Disrupsi Ganda dan Tantangan Kerja Masa Depan

Forum Ekonomi Dunia (World Economic Forum) secara rutin telah memantau dampak perkembangan teknologi terhadap kebutuhan tenaga kerja. Dalam laporan terbarunya (2020), Future of Jobs Report 2020, melaporkan bahwa pandemi COVID-19 dan kecerdasan buatan telah mendorong terjadinya disrupsi ganda, khususnya terhadap komposisi keahlian dan keterampilan kerja yang dibutuhkan di masa mendatang.

Lebih cepat dari perkiraan sebelumnya, studi ini memprediksi bahwa tenaga kerja manusia akan digantikan lebih cepat oleh otomasi. Sekitar 85 juta pekerjaan akan tergantikan oleh otomasi dalam lima tahun ke depan. Banyaknya industri dan perusahaan yang mengadopsi teknologi otomasi ini akan permintaan keterampilan dan keahlian tenaga kerja pada tahun 2025.

Hampir separuh (43 persen) bisnis yang disurvei menunjukkan bahwa mereka bersiap untuk mengurangi tenaga kerja karena integrasi teknologi. Sekitar 41 persen berencana untuk memperluas penggunaan kontraktor untuk pekerjaan-pekerjaan khusus, dan 34 persen berencana untuk menambah tenaga kerja mereka sebagai hasil dari integrasi teknologi. Lima tahun dari sekarang, pemberi kerja akan membagi separuh beban pekerjaan itu kepada mesin dan komputer.

SELESAIKAN TUGAS BERIKUT |
a. Salin persis bagian teks tentang disrupsi ganda, mulai dari "Hampir separuh (43" dan berakhir pada "mesin dan komputer.".
b. Jawab pertanyaan berikut berdasarkan teks tentang disrupsi ganda.
(i) Apa judul laporan terbaru Forum Ekonomi Dunia yang disebut dalam teks?
(ii) Berapa juta pekerjaan yang diperkirakan akan tergantikan oleh otomasi dalam lima tahun ke depan?
(iii) Berapa persen bisnis yang disurvei berencana menambah tenaga kerja sebagai hasil dari integrasi teknologi?
c. Teruskan teks tentang disrupsi ganda dan tantangan kerja masa depan dari tempat teks itu berhenti.
Baris-baris data sesudah bagian ini diambil dari sumber yang berbeda.

DATA YANG DISEDIAKAN |
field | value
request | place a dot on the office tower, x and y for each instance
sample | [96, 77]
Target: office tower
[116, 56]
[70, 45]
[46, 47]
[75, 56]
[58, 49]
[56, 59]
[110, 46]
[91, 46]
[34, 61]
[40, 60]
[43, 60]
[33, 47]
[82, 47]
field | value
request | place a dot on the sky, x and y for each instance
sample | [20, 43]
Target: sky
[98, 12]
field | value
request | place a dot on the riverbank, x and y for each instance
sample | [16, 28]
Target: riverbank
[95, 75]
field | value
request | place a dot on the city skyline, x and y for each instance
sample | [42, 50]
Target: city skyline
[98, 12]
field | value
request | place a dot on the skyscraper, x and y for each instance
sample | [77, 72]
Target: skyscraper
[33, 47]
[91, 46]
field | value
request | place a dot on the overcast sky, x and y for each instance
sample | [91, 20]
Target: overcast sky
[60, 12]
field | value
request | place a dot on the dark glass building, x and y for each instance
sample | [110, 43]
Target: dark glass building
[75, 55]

--

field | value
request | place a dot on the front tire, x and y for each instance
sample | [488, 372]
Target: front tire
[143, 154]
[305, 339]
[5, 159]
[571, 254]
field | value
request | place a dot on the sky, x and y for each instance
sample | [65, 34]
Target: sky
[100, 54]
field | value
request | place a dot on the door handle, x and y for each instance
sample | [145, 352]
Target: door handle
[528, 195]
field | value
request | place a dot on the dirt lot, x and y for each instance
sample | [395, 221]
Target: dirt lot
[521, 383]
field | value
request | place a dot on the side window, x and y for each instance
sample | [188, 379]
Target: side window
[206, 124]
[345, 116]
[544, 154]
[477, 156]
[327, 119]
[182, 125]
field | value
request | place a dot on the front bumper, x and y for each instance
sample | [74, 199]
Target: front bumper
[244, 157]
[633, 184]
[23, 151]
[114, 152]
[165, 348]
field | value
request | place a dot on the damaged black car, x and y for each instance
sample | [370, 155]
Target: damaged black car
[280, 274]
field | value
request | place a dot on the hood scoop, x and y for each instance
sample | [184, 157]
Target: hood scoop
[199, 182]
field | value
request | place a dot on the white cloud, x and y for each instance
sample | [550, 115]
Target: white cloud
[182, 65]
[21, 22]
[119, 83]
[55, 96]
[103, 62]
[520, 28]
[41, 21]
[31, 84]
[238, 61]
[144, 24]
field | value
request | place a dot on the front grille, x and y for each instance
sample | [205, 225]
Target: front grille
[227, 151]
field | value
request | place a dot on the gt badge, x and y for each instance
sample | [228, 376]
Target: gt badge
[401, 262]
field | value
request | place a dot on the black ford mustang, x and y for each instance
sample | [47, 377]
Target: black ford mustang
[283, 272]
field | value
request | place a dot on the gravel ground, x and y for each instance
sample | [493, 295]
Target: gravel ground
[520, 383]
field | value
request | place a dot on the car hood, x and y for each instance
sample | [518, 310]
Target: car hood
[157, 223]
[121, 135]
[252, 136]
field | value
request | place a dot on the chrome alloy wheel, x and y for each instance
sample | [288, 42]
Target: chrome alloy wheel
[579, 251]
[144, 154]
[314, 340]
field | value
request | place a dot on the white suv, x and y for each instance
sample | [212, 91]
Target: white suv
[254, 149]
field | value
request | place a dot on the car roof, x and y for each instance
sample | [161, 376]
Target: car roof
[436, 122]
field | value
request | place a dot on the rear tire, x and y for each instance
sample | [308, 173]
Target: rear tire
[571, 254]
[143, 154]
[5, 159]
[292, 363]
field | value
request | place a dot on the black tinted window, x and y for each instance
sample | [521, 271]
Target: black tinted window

---

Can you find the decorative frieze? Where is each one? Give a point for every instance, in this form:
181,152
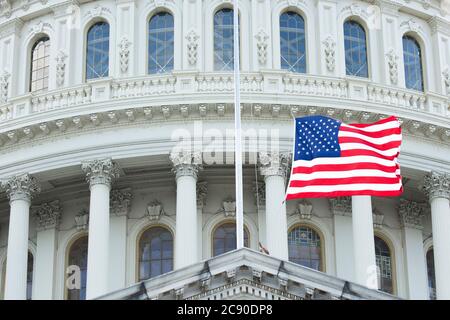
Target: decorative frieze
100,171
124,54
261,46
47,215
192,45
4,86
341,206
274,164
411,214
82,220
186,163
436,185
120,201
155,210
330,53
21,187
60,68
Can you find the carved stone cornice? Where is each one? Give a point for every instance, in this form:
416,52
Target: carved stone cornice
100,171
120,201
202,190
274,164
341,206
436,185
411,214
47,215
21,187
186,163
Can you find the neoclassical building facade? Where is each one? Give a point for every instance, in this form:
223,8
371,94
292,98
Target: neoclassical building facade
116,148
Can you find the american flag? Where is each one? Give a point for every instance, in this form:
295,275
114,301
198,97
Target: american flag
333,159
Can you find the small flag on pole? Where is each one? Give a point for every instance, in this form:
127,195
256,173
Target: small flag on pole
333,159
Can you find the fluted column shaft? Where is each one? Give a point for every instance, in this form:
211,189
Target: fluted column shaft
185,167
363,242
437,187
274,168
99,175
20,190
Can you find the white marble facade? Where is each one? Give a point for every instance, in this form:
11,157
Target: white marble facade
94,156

JAWABAN SECARA BERURUTAN |
a.
Hampir separuh (43 persen) bisnis yang disurvei menunjukkan bahwa mereka bersiap untuk mengurangi tenaga kerja karena integrasi teknologi. Sekitar 41 persen berencana untuk memperluas penggunaan kontraktor untuk pekerjaan-pekerjaan khusus, dan 34 persen berencana untuk menambah tenaga kerja mereka sebagai hasil dari integrasi teknologi. Lima tahun dari sekarang, pemberi kerja akan membagi separuh beban pekerjaan itu kepada mesin dan komputer.

b.
(i) Future of Jobs Report 2020.
(ii) Sekitar 85 juta pekerjaan.
(iii) 34 persen.

c.
Namun demikian, revolusi teknologi ini tidak hanya menghilangkan pekerjaan fisik, rutin dan manual, tetapi juga berpeluang menciptakan 97 juta pekerjaan baru. Saat ekonomi dan pasar kerja berkembang, peran baru akan muncul pada semua bidang, seperti manajemen media sosial dan penulisan konten. Profesi-profesi baru yang akan muncul itu diprediksikan akan mencerminkan permintaan keahlian untuk mendukung ekonomi hijau (green economy), pengembangan data dan AI, komputasi dan pengembangan produk.

Pada tahun 2025, kemampuan berpikir analitis, kreatif, dan fleksibilitas kerja akan menjadi salah satu keterampilan dan persyaratan yang paling banyak dicari. Keterampilan manajemen diri, pengembangan pembelajaran aktif, penanganan stres, dan semacamnya juga diprediksi akan berkembang pesat.

Setengah pekerja yang ada sekarang akan memerlukan pelatihan ulang untuk keterampilan inti mereka. Laporan ini juga menemukan bahwa sektor publik perlu memberikan dukungan yang lebih kuat untuk mereka yang tidak terserap atau belum memiliki bekal untuk masuk dalam kompetisi baru ini. Sektor publik harus memberikan insentif untuk investasi pada pekerjaan masa depan, menawarkan jaring pengaman yang lebih kuat bagi para pekerja yang dipindahkan selama transisi pekerjaan, dan menangani perbaikan sistem pendidikan serta pelatihan yang mereka miliki.

Catatan menarik lainnya, seperti dikemukakan oleh Saadia Zahidi dari WEF adalah bahwa Pekerjaan jarak jauh atau Work From Home (WFH) akan tetap menjadi tren jangka panjang. Sekitar 84 persen pemberi kerja menyatakan siap untuk mendigitalkan proses kerja dan perluasan efektivitas kerja jarak jauh. Pengusaha mengatakan ada potensi untuk memindahkan 44 persen tenaga kerja mereka untuk beroperasi dari jarak jauh.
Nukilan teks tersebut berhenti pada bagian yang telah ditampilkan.